_Description of the task:_ Which lines in the records below contain the string "doorway"? Pull out every such line, treating uppercase and lowercase as different.
+++++
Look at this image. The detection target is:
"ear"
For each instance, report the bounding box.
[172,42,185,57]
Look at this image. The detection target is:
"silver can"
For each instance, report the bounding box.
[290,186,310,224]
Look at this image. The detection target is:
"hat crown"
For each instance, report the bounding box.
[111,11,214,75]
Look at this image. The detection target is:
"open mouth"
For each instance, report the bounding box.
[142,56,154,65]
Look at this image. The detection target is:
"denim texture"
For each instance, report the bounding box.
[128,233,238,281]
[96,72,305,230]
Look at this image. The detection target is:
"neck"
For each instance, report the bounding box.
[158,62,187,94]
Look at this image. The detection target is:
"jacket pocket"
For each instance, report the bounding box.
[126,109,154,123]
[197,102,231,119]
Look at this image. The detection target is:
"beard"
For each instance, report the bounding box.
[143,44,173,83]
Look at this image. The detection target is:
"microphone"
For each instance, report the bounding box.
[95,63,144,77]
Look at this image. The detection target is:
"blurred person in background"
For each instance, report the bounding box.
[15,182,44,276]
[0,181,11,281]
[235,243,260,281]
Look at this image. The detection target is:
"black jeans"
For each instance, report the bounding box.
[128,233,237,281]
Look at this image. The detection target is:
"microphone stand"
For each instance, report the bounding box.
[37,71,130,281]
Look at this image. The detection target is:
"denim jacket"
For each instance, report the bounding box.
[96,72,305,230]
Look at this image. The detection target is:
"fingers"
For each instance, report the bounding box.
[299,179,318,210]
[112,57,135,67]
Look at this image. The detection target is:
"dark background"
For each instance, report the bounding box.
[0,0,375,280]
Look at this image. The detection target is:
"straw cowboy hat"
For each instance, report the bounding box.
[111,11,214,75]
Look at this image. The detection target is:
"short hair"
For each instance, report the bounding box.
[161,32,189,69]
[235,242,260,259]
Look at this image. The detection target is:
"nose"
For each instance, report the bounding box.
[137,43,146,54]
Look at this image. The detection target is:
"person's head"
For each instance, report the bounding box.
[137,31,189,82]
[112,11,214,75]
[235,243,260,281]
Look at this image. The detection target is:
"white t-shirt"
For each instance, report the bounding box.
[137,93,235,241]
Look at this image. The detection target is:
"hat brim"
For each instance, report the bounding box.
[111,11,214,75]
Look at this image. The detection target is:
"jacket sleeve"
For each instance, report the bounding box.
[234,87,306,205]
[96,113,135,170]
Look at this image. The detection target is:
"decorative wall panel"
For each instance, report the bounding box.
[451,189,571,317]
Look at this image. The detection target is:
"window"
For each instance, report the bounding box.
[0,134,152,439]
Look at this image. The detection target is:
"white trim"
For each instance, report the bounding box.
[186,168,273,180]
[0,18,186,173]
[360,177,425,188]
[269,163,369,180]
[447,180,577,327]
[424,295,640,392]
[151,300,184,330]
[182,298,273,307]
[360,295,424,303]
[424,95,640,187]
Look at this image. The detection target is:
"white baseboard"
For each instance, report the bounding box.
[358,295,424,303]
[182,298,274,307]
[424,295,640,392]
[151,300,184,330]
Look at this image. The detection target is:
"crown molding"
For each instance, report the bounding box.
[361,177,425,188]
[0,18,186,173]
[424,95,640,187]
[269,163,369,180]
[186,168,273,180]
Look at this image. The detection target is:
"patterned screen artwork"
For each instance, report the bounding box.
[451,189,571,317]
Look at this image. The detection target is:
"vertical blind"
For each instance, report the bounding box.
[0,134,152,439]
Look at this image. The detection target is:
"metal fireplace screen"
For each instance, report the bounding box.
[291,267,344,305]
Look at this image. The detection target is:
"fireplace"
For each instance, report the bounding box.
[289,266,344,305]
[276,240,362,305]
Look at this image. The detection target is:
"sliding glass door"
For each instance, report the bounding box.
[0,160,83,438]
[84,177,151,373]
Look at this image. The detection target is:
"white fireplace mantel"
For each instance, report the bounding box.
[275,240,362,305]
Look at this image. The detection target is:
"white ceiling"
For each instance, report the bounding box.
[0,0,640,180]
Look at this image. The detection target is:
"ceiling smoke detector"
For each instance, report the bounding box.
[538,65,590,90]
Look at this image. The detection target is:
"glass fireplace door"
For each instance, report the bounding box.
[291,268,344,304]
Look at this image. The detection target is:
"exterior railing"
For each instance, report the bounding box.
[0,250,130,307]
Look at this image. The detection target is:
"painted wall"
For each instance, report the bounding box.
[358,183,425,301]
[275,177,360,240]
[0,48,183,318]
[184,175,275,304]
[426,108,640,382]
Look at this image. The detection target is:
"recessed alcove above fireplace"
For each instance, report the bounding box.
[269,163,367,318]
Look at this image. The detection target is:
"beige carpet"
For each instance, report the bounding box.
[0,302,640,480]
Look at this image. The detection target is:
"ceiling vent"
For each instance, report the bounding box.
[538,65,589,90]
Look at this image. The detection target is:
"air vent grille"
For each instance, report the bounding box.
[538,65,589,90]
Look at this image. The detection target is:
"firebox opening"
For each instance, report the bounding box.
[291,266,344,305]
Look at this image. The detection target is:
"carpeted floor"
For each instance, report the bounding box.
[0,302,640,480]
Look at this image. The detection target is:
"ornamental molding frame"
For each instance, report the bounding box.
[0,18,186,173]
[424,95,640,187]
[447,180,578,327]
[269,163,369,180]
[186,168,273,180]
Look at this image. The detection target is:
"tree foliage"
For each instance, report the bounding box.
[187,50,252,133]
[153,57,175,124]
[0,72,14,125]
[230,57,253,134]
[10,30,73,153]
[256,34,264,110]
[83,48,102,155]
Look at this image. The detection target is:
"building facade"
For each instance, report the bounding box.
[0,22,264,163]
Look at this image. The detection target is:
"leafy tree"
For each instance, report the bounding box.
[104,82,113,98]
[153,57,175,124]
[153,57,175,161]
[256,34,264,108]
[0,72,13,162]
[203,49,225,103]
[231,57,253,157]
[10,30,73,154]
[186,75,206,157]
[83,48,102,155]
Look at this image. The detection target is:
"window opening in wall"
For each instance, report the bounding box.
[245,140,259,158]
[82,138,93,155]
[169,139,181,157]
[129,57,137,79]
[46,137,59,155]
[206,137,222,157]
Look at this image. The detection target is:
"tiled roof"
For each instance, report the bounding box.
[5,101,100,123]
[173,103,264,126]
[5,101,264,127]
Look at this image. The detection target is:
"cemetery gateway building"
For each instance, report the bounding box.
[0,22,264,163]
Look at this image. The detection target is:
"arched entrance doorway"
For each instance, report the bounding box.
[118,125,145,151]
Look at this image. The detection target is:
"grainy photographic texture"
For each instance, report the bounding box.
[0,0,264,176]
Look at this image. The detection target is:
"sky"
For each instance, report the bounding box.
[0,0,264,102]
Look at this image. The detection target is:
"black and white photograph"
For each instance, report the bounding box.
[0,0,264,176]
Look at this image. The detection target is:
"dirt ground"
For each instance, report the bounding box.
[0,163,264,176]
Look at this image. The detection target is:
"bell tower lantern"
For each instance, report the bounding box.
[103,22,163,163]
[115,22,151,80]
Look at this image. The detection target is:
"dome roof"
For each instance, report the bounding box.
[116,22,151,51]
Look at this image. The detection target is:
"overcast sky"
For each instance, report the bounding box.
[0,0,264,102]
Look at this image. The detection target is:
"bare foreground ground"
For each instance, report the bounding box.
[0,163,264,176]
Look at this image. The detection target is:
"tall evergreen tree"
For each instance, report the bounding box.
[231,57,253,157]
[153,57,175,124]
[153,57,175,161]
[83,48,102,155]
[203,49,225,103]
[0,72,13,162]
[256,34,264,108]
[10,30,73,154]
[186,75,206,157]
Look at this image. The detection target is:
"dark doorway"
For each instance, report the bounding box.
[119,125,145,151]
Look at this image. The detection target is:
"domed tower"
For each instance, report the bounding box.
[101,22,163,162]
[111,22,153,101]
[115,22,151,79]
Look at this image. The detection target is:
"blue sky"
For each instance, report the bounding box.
+++++
_Exercise solution:_
"arched entrance doorway"
"dark doorway"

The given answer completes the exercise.